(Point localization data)
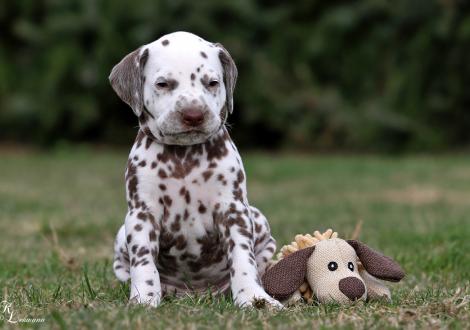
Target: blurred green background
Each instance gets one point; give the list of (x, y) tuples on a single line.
[(369, 75)]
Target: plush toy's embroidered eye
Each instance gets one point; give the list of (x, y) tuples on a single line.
[(351, 266), (332, 266)]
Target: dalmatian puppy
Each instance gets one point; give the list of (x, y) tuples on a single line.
[(189, 226)]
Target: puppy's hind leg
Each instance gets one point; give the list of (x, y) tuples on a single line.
[(121, 256), (265, 244)]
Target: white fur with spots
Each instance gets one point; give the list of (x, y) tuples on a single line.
[(189, 225)]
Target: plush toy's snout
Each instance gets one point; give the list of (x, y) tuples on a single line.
[(352, 287)]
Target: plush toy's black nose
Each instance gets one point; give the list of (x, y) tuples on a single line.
[(352, 287), (192, 117)]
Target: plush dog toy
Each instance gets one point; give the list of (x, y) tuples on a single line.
[(330, 269)]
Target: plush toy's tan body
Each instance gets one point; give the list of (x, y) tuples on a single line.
[(329, 269)]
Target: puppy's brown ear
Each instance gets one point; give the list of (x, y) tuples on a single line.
[(284, 278), (127, 79), (230, 75), (376, 263)]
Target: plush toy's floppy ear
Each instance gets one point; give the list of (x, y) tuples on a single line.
[(127, 79), (285, 277), (376, 263), (230, 75)]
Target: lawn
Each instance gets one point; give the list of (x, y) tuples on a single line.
[(59, 212)]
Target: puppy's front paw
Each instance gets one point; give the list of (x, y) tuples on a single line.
[(145, 296), (255, 297)]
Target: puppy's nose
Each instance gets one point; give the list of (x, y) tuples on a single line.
[(192, 117), (352, 287)]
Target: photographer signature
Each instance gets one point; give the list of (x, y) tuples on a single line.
[(8, 314)]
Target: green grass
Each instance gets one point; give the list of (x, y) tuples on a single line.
[(59, 213)]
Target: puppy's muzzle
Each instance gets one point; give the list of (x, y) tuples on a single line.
[(192, 117), (352, 287)]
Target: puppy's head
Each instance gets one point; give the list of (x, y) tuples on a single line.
[(180, 86)]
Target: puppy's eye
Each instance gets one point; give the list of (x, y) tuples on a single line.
[(213, 83), (332, 266), (162, 84), (351, 266)]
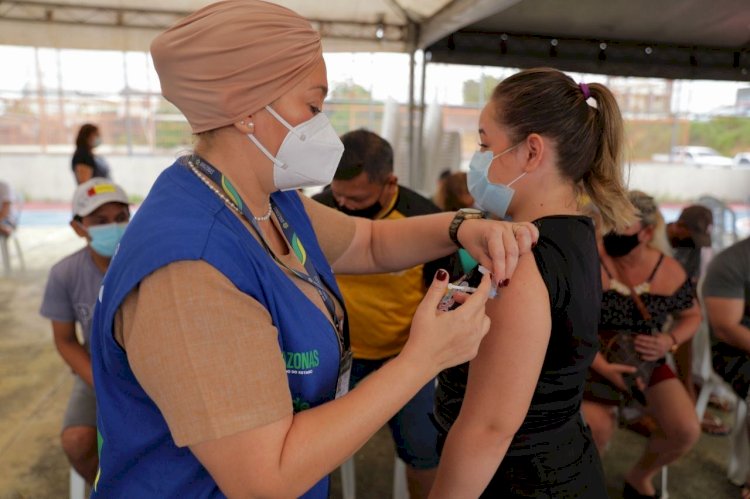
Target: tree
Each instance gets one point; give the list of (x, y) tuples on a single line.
[(349, 90)]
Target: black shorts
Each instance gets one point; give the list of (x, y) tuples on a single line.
[(733, 365), (561, 463)]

## What the task asks
The line above containing "Target: plush toy's snout", the line containing "Target: puppy's front paw", and every line between them are to be transcribed exactly; no other line is wanted.

## Task response
Target: plush toy's snout
Each instance gets one point; give the list of (x, y) tuples on a single line.
[(352, 287)]
Target: plush toy's black nose
Each instance gets one point; give the list of (x, y) tuples on a single line.
[(352, 287), (192, 117)]
Target: plush dog toy
Each instance gets one point; give the list of (x, y) tuples on a single line.
[(330, 269)]
Target: plush toy's tan body
Each instance gets one point; give the list of (x, y) tuples on a single line.
[(329, 269)]
Target: puppy's brown ear
Each instance gets one point; give the list of (x, y) tuples on a single line.
[(284, 278), (127, 79), (230, 75), (376, 263)]
Target: plush toy's floppy ear
Each instance gets one point; give the list of (x, y) tuples on a single line.
[(127, 79), (285, 277), (376, 263), (230, 75)]
Target: lawn
Each instance gets one point; give the list of (x, y) tuples on a single line.
[(59, 212)]
Target: puppy's front paw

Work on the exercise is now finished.